## Work order 1
Repeat word for word the part of the essay about critique groups that begins at "The critiques came" and stops after "else understood it.".
## Work order 2
Write the next part of the essay about critique groups, picking up after its last sentence.

## Text under study

----

Put Some Clothes On

I critique other’s work and they read and critique mine. We look for superfluous words, grammar mistakes, things that don’t ring true and dead weight sentences or paragraphs among other things. One of the things I hear little of is: I didn’t get it.

Several in my critique group have written short stories that I’ve read and while I enjoyed the writing I was left wondering what the point was. I knew there was one because the stories were strewn with symbolism. Symbolism I could only guess the meaning of.

The critiques came back on those stories with the usual red marks. I didn’t want to be the only one to ask, “what did that mean?” So, I almost didn’t. I didn’t want to appear stupid. Obviously, everyone else understood it.

Remember the story: The Emperor’s New Clothes? Well, that’s what came to mind. “Yes, great story. Deeply thought provoking. Yes, absolutely amazing.” Or in other words, “Yes, I see the emperor’s clothes. Beautiful. Just beautiful.”

----

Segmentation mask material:
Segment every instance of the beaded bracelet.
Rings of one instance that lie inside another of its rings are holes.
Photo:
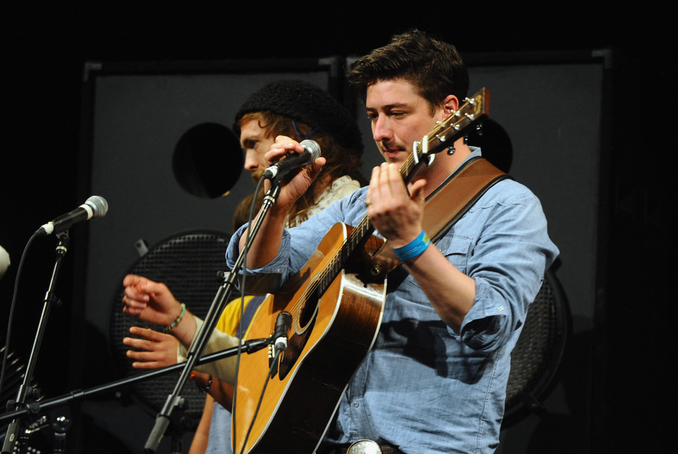
[[[173,322],[172,322],[171,323],[170,323],[170,325],[169,325],[169,326],[165,326],[165,328],[163,329],[163,330],[164,330],[165,333],[169,333],[170,331],[171,331],[172,330],[173,330],[175,326],[177,326],[177,325],[179,325],[179,324],[181,323],[182,318],[184,318],[184,313],[185,312],[186,312],[186,304],[184,304],[184,303],[182,303],[182,313],[179,313],[179,316],[177,317],[177,318],[174,319],[174,321],[173,321]]]
[[[401,248],[393,248],[393,252],[396,253],[396,256],[398,257],[399,261],[406,262],[422,255],[430,244],[431,240],[429,239],[429,236],[422,230],[419,237],[417,237],[408,244]]]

----

## Output 1
The critiques came back on those stories with the usual red marks. I didn’t want to be the only one to ask, “what did that mean?” So, I almost didn’t. I didn’t want to appear stupid. Obviously, everyone else understood it.

## Output 2
I would hate someone to read my work and come to a wrong conclusion. What if at the end of the story the reader is unclear what it all meant? They will surely fill in the blanks for themself and most likely their perceived meaning of my work will be way off from the one I intended. Maybe the one they provide is hell is only a figment of my insane main character’s imagination and as soon as she gets on medication, she’ll stop hallucinating?

Ahh. All my work would be in vain. That is not what I want the reader to come away with. The point was that there is a hell, demons are real, and their is a very real spritual battle being fought all around us. That’s no good.

If your reader is unsure of the meaning of your story, they will provide one. It very likely will not be the one you intended. To me, that’s a little scary.

I decided I want to know what people think my stories are about, and so I ask. With Saving Eden, my readers were clear on it. That was good. I don’t mind some wondering about inconsequential things. For instance, in The Demon Chaser, I have the devil carry around a skull he says belonged to his first human recruit.

One of my critters asked, “Is it Eve’s?”
Another, “Is it Cain’s?”

I didn’t think it was Eve’s, personally. But, for my story, it doesn’t matter. So, on that point, I’ll let there be debate. But not on my overall take away message. That one’s non-negotiable.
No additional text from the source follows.